▶ ASSIGNED TASK: Summarize the breastfeeding forum post in three sentences.

▶ SOURCE EXTRACT:
I can sense the dismay and almost-anger is some posters here, and I think it's important to say that I don't think anyone here is talking about women who cannot breastfeed for physiological or medication reasons. I am pretty sure we're talking about women who can otherwise breastfeed but give up for one or a combination of the reasons Kelly listed.
I find the 'nipple nazis' tend to be MCH nurses and vigilante midwives (who are notorious for conflicting advice) and the tag has somehow stuck to ABA, quite unfairly. I say unfairly because even the ABA forum, has a thread all about 'when breastfeeding doesn't work out'...how can you justifiably call ABA the 'nipple nazis' when they are real believers in 'breastfeeding is for baby, not baby is for breastfeeding'? If there is no breastfeeding, baby has to eat something else!
As someone who used the phone twice during my initial attachment problems, I have to say that you need to know that there are lactation consultants available. The second time I called someone I realised that my particular problem needed to be seen in person, because according to the 'instructions' I was doing everything right. I was right in the end - it was not my fault, it was DS's tongue tie! Definitely a visual diagnosis, unless someone has the foresight to ask 'can your child stick his or her tongue out over the gumline?'...which no-one thought to ask. But I persevered because I knew that once I did that, it would be fine. As much as I didn't have the anecdotes before DS was born, afterwards I was surrounded by women who would swear to me that 'it just clicks and gets better' (for attachment problems) and I trusted that implicitly to get me through.

(Stored data)

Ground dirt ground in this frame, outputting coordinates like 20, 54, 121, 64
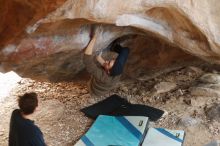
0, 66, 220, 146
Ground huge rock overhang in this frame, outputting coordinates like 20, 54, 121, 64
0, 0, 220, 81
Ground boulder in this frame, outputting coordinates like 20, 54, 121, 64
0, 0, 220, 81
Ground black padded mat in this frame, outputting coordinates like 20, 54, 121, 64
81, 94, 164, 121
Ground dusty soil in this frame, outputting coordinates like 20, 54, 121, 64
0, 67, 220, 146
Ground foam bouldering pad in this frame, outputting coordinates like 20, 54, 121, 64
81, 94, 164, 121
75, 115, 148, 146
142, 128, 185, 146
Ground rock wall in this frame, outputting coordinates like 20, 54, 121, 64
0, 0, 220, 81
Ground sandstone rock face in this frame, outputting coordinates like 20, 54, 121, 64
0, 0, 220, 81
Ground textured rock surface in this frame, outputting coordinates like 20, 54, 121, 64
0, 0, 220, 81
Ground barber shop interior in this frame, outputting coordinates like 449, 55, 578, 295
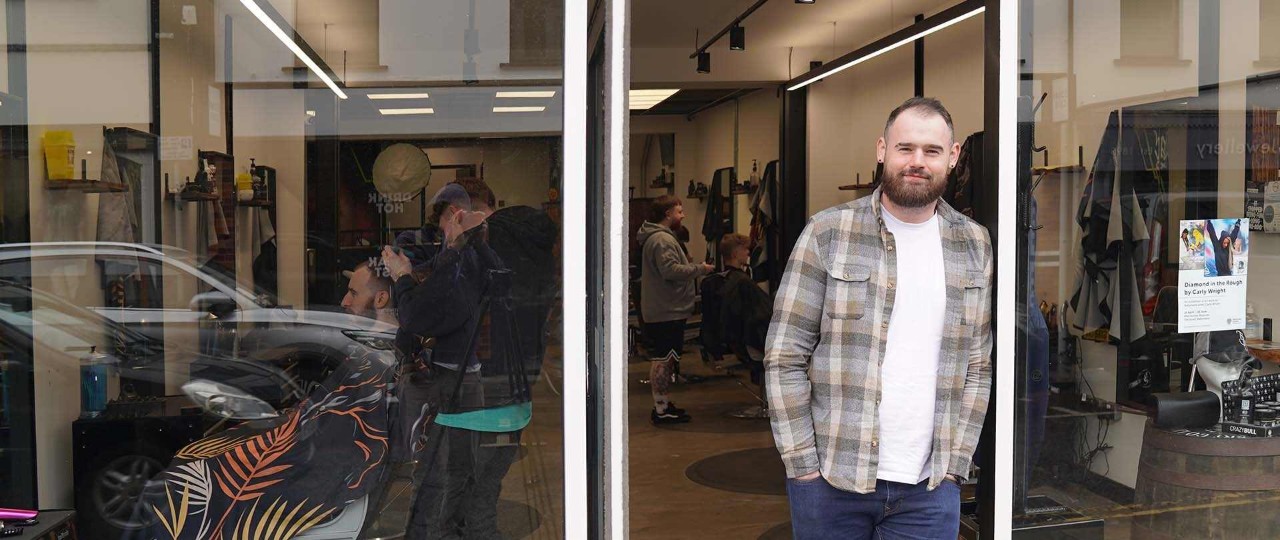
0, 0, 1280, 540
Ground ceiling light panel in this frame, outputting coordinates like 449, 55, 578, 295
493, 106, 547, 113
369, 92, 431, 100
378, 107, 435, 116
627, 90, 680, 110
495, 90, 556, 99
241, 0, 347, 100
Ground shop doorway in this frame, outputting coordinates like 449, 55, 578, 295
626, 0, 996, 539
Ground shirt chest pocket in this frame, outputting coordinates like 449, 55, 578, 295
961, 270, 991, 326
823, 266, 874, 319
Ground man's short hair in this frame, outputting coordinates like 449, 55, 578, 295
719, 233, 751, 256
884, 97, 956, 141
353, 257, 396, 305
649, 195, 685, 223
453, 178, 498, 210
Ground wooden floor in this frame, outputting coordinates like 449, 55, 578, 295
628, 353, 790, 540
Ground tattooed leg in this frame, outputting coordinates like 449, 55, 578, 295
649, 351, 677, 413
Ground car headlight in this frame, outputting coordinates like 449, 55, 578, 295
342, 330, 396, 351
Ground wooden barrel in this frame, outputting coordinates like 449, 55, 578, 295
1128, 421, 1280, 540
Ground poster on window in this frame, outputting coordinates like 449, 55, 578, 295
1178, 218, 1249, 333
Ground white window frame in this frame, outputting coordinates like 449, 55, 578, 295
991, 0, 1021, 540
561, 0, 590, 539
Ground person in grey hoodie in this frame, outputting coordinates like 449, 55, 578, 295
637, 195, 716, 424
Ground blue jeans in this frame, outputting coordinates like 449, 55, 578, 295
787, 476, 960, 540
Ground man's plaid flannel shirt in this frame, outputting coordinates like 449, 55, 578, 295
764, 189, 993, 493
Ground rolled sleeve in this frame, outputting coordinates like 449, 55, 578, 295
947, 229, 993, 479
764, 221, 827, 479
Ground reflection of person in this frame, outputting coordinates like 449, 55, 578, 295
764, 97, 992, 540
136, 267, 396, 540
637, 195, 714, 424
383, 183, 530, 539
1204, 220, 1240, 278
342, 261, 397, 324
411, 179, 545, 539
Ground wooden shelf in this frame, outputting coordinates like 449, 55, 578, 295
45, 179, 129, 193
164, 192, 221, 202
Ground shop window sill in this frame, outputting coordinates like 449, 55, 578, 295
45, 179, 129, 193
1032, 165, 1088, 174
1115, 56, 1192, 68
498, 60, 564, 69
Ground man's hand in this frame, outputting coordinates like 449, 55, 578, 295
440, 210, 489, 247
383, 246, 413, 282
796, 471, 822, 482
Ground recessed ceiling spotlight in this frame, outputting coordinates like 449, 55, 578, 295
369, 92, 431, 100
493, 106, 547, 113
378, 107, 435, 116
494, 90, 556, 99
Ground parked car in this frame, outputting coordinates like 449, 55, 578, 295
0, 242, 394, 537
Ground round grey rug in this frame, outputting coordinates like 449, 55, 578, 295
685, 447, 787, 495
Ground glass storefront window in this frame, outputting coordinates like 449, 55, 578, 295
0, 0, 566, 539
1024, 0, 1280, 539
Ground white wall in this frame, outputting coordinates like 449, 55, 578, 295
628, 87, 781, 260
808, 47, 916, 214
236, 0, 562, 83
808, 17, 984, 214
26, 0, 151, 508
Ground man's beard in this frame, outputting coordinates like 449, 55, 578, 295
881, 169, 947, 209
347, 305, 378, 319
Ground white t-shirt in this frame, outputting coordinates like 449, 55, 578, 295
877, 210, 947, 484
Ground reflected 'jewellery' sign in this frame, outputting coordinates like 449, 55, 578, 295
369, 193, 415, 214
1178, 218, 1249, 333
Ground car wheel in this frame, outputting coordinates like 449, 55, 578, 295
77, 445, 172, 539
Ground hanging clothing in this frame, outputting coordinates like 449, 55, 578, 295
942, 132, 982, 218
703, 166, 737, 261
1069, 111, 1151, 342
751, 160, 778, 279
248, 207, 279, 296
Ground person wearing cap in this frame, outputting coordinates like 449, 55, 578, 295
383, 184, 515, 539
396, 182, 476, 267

...

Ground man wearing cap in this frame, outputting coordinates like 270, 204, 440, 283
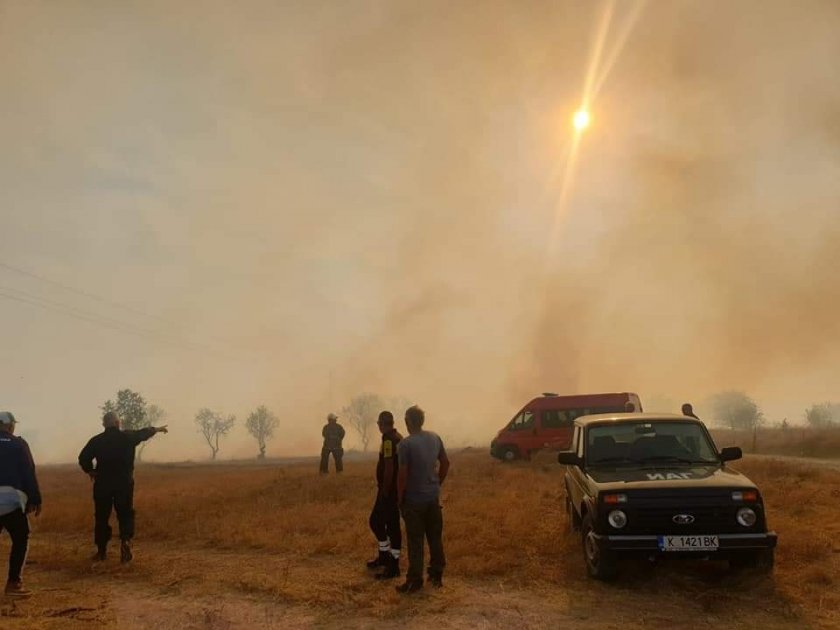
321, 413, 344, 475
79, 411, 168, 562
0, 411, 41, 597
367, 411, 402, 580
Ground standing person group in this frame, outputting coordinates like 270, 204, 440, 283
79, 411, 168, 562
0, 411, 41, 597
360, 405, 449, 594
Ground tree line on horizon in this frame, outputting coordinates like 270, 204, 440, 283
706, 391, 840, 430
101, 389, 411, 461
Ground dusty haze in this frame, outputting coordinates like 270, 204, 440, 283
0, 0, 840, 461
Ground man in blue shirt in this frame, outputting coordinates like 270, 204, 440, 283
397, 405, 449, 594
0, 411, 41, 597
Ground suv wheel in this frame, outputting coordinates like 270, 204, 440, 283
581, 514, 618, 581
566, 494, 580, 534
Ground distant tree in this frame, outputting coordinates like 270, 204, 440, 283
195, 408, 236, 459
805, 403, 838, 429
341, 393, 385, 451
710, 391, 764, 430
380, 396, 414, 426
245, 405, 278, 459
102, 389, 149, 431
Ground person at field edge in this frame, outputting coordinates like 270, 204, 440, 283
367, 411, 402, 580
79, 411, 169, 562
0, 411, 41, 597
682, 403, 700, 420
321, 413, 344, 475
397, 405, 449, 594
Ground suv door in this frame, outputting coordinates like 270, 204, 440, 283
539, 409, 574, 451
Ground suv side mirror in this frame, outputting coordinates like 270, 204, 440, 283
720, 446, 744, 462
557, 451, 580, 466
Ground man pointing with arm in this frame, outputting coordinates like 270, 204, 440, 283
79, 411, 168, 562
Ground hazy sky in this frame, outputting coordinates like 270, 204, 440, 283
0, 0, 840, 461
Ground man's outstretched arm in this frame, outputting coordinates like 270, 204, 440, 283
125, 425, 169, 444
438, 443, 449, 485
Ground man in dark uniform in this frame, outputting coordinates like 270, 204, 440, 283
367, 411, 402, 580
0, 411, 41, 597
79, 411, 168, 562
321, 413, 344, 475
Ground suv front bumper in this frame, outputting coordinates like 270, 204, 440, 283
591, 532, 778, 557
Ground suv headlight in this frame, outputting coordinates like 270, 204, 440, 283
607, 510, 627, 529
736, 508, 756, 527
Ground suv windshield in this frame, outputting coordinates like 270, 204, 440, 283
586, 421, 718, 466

▶ RESPONSE TO THIS EXERCISE: The writer says the discussion is about women who could breastfeed but give up for reasons Kelly listed, not women who cannot breastfeed for physiological or medication reasons. The writer argues that the "nipple nazis" label tends to fit MCH nurses and vigilante midwives and has stuck to ABA unfairly, since even the ABA forum has a thread on when breastfeeding doesn't work out. The writer also describes phoning twice about attachment problems, finding that the problem needed to be seen in person and was caused by DS's tongue tie, and persevering by trusting that it would get better.